OBJECTIVE =
Below are some records; retype all of them exactly.

───── PROVIDED DATA

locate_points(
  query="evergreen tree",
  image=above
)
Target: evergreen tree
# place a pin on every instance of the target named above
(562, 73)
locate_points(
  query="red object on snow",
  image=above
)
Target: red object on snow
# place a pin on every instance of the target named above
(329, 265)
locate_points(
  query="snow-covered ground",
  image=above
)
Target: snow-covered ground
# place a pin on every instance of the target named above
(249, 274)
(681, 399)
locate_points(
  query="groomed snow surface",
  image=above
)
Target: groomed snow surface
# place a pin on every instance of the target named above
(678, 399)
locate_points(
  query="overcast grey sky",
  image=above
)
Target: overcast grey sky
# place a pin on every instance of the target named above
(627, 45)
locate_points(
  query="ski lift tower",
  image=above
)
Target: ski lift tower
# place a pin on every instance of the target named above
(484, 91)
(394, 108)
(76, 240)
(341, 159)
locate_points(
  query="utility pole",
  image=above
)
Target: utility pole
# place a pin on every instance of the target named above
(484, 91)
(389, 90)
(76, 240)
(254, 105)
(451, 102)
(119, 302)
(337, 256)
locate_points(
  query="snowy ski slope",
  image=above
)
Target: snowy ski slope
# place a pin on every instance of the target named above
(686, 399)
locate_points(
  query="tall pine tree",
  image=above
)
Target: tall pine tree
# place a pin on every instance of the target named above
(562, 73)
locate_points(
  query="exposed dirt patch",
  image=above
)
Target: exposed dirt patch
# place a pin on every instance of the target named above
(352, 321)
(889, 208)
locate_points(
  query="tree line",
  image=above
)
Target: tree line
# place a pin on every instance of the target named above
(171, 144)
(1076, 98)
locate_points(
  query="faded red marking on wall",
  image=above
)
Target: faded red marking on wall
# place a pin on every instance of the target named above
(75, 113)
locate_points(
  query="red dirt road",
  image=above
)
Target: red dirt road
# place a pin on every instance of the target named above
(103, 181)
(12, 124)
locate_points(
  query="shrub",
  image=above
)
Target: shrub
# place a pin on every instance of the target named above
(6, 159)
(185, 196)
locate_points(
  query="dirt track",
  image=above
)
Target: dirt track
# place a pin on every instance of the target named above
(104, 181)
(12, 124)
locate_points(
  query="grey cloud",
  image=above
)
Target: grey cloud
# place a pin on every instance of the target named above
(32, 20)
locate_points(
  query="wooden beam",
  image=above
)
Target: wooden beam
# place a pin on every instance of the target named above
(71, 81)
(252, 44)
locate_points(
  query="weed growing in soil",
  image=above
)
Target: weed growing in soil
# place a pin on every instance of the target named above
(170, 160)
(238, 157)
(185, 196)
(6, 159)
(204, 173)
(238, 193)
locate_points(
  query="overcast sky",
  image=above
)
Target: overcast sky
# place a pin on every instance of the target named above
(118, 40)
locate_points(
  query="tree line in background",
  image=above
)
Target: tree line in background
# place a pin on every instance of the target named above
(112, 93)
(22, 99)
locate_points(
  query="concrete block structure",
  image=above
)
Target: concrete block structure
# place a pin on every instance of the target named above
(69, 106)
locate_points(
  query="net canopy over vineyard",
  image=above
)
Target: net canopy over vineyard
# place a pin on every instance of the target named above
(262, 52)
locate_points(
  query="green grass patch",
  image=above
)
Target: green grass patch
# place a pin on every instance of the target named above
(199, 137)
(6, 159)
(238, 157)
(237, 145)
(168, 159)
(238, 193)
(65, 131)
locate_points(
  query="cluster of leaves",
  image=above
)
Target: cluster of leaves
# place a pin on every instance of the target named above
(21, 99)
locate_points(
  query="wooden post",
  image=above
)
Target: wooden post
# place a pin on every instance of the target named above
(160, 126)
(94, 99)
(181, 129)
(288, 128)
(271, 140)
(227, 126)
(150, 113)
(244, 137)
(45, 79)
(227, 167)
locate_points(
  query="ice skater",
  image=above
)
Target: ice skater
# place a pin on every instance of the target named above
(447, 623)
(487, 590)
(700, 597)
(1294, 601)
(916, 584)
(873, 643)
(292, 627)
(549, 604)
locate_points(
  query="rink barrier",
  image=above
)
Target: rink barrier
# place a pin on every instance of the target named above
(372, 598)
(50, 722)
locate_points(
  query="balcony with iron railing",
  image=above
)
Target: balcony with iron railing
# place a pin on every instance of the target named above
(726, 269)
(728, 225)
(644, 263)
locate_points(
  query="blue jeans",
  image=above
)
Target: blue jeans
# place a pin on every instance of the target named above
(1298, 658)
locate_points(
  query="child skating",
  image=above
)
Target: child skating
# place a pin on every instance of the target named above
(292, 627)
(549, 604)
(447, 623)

──────────

CORRECT RESPONSE =
locate_points(
  query="evergreen tree",
  image=above
)
Target: evergreen tree
# place a pin on every instance of the target named above
(562, 73)
locate_points(
  query="red object on snow",
  image=above
)
Target: red object on snow
# place a pin on every instance of the target named above
(329, 265)
locate_points(
  query="snow-covered ground",
  image=above
)
Target: snow-covered ground
# place a pin on every instance of the target named above
(249, 274)
(681, 399)
locate_points(
  query="groomed snow surface",
  image=above
)
Target: groomed snow surface
# place a pin on every instance of the target named above
(678, 399)
locate_points(
  query="overcast grey sky",
  image=above
)
Target: overcast grey sky
# place a pin on every instance of the target named above
(627, 45)
locate_points(
  query="ski lift tower",
  image=above
)
Target: ski lift tower
# place a pin on every instance of the target named above
(484, 91)
(394, 108)
(76, 240)
(341, 159)
locate_points(
  query="utility pole",
  image=above
)
Target: utility pole
# place a pin on every instance of the target named above
(484, 91)
(389, 90)
(76, 240)
(254, 105)
(451, 102)
(119, 302)
(337, 256)
locate_points(
  query="snowy ski slope",
  image=above
)
Target: snowy ski slope
# place a pin on every instance of the target named above
(686, 399)
locate_points(
  query="tall pine tree",
  image=above
)
Target: tall pine tree
# place a pin on every instance of the target named above
(562, 73)
locate_points(
  query="exposed dirt patch",
  image=above
)
Target: exposed dirt patch
# place a pin on every instance of the target named above
(352, 321)
(889, 208)
locate_points(
  query="tree line",
  image=above
)
Target: tree line
# place a pin on every instance of the target named above
(171, 144)
(1076, 98)
locate_points(
  query="faded red marking on wall",
  image=above
)
Target: faded red marking on wall
# place a pin on every instance of the target named above
(75, 113)
locate_points(
  query="red dirt road",
  image=above
)
Target: red dirt road
# place a pin on every instance of the target named above
(103, 181)
(12, 124)
locate_points(
  query="shrub",
  image=above
)
Target: shrub
# place a pin on every instance of the target named above
(6, 159)
(185, 196)
locate_points(
  query="dirt track",
  image=above
)
Target: dirt track
# place a pin on every instance of the target named above
(104, 181)
(12, 124)
locate_points(
  query="grey cloud",
  image=above
)
Target: grey cloud
# place a pin on every instance of the target named above
(32, 20)
locate_points(
  query="wooden beam",
  image=above
)
Target: wooden beam
# place a pin on every instance of the target named above
(71, 81)
(252, 44)
locate_points(
  query="weed growing in soil",
  image=above
)
Target: weed growing in soil
# place a pin on every instance of the target named above
(170, 160)
(238, 157)
(185, 196)
(6, 159)
(204, 173)
(238, 193)
locate_points(
  query="overcast sky",
  image=above
)
Target: overcast sky
# place a pin on every instance of the target named above
(118, 40)
locate_points(
  query="tree line in background",
  image=above
)
Target: tree line in background
# place a pin on every instance of the target named above
(112, 93)
(22, 99)
locate_points(
  query="concrete block structure",
  image=above
)
Target: concrete block structure
# place a pin on every instance of the target named above
(69, 106)
locate_points(
  query="net canopy over vineyard",
  image=above
)
Target: net canopy over vineyard
# place a pin on every instance of the target named above
(262, 52)
locate_points(
  query="green grass patch",
  image=above
)
Target: green grass patch
# place a pin on every instance of the target named above
(199, 137)
(6, 159)
(238, 157)
(237, 145)
(168, 159)
(238, 193)
(65, 131)
locate_points(
  query="cluster of leaves",
  image=above
)
Target: cluster of leaves
# place a pin on every instance of the target named above
(21, 99)
locate_points(
  query="wooden post",
  image=above
)
Target: wooden post
# place a pin on every instance of the target named above
(160, 126)
(94, 99)
(181, 129)
(288, 128)
(271, 140)
(227, 126)
(150, 113)
(244, 137)
(45, 79)
(227, 167)
locate_points(
  query="ice skater",
  image=above
)
Target: ice skater
# place a pin on every instance of the target named above
(447, 623)
(487, 590)
(700, 597)
(1294, 601)
(916, 584)
(873, 643)
(292, 627)
(549, 604)
locate_points(
  query="rink barrier",
  image=above
)
Target: rink barrier
# place a pin on every instance of the target named above
(372, 598)
(50, 722)
locate_points(
  query="balcony with iron railing",
  image=above
)
Target: balcony with iron railing
# place a pin on every instance of the target named above
(726, 269)
(728, 225)
(644, 263)
locate_points(
  query="blue jeans",
  image=above
)
Target: blue jeans
# place a pin on every instance of the target named above
(1298, 658)
locate_points(
  query="child skating",
  image=above
)
Target: child skating
# place a pin on every instance of the target named above
(292, 627)
(549, 604)
(447, 623)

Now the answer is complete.